## EXCERPT
■ ■ ■ ■ ■ ■ ■

In the motion, the State alleged respondent was an unfit parent in that he (1) failed to maintain a
reasonable degree of interest, concern, or responsibility as to the minor’s welfare (750 ILCS
50/1(D)(b) (West 2020)) and (2) failed to make reasonable efforts to correct the conditions that
were the basis for the removal of the minor during a nine-month period following the minor’s
adjudication of neglected, namely October 20, 2021, to July 20, 2022 (750 ILCS 50/1(D)(m)(i)
(West 2020)). The State further alleged it was in the minor’s best interest to terminate respondent’s
parental rights and appoint the Department of Children and Family Services (DCFS) as guardian
with the power to consent to adoption.
¶7 B. Fitness Hearing
¶8 In September 2022, the trial court conducted a fitness hearing. During the hearing,
the court heard testimony from two DCFS caseworkers and respondent. In addition, the court was
presented with multiple exhibits and took judicial notice of several records. The following is
gleaned from the evidence before the court.
¶9 In October 2017, an incident of domestic violence occurred between respondent
and the minor’s mother. The minor was present during the incident. As a result, respondent was
convicted of a criminal offense and sentenced to a term of imprisonment. The minor’s mother also
obtained an order of protection against respondent, which respondent later violated.

■ ■ ■ ■ ■ ■ ■

## EXTRACTED MATERIAL
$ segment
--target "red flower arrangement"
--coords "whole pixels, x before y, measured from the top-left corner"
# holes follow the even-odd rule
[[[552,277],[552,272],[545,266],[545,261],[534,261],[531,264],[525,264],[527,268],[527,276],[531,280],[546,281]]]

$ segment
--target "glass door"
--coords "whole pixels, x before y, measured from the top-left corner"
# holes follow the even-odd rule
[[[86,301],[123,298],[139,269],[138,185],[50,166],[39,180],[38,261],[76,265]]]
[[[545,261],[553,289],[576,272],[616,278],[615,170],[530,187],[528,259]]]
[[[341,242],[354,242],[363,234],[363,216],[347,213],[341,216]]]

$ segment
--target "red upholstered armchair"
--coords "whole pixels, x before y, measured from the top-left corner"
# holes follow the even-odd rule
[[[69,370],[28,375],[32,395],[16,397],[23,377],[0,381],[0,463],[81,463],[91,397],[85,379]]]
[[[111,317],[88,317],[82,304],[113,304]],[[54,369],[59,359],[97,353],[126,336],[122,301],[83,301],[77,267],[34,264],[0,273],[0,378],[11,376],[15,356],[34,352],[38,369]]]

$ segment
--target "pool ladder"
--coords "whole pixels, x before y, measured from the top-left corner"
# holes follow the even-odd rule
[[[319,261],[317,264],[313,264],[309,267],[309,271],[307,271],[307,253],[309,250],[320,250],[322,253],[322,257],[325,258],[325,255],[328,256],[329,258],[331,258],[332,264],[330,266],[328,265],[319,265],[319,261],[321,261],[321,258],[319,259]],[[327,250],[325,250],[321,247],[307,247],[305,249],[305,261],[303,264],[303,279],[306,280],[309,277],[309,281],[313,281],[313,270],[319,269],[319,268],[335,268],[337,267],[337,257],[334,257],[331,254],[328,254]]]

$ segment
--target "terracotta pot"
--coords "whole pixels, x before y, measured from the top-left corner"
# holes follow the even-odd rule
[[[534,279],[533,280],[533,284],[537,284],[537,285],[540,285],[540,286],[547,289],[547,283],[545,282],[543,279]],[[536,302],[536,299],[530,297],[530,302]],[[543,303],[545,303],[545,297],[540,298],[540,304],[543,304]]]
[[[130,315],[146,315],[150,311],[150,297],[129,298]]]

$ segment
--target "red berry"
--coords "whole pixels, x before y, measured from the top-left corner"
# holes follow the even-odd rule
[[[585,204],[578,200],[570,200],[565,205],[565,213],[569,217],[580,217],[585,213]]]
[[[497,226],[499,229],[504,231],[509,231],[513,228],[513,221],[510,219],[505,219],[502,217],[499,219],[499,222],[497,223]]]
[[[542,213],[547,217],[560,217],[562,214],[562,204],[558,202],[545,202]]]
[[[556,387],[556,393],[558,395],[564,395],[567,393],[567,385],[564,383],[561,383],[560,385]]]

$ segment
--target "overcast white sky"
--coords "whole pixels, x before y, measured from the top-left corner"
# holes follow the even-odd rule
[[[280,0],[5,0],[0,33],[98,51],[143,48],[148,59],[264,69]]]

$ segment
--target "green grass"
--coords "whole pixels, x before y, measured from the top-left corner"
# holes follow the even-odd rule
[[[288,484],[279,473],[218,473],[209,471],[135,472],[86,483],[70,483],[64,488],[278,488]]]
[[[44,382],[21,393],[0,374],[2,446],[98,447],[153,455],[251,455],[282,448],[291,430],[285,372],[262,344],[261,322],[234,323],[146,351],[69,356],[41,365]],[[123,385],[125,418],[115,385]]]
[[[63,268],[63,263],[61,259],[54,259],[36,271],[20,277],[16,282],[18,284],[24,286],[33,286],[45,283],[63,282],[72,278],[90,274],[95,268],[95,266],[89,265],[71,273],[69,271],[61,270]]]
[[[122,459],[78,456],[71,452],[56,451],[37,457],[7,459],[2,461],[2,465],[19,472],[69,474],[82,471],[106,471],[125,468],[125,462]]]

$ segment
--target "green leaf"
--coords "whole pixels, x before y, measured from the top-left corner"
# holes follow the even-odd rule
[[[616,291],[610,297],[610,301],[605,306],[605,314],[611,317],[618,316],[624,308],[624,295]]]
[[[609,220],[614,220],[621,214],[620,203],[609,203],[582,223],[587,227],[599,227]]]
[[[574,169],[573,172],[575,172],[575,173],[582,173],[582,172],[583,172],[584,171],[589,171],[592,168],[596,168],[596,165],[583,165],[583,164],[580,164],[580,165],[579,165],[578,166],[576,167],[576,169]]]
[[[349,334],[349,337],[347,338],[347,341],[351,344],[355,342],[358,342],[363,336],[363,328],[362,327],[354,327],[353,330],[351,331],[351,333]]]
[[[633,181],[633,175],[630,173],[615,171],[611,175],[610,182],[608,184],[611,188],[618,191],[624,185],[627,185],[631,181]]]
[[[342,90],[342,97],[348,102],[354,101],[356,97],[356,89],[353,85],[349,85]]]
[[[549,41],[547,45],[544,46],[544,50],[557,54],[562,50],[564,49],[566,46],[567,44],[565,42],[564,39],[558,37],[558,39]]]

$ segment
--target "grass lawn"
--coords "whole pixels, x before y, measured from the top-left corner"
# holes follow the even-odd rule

■ ■ ■ ■ ■ ■ ■

## REQUIRED TASKS
A. Check each statement against the court excerpt and answer yes or no, quoting the words that decide it: (i) the fitness hearing was held in September 2022; (ii) three DCFS caseworkers testified at the hearing; (iii) the minor was absent during the October 2017 incident.
B. Reproduce, word for word, the part of the court excerpt that opens with the words containing "(West 2020)). The" and closes with "consent to adoption.".

## ANSWERS
A.
(i) Yes: "In September 2022, the trial court conducted a fitness hearing."
(ii) No: "the court heard testimony from two DCFS caseworkers and respondent."
(iii) No: "The minor was present during the incident."

B.
(West 2020)). The State further alleged it was in the minor’s best interest to terminate respondent’s
parental rights and appoint the Department of Children and Family Services (DCFS) as guardian
with the power to consent to adoption.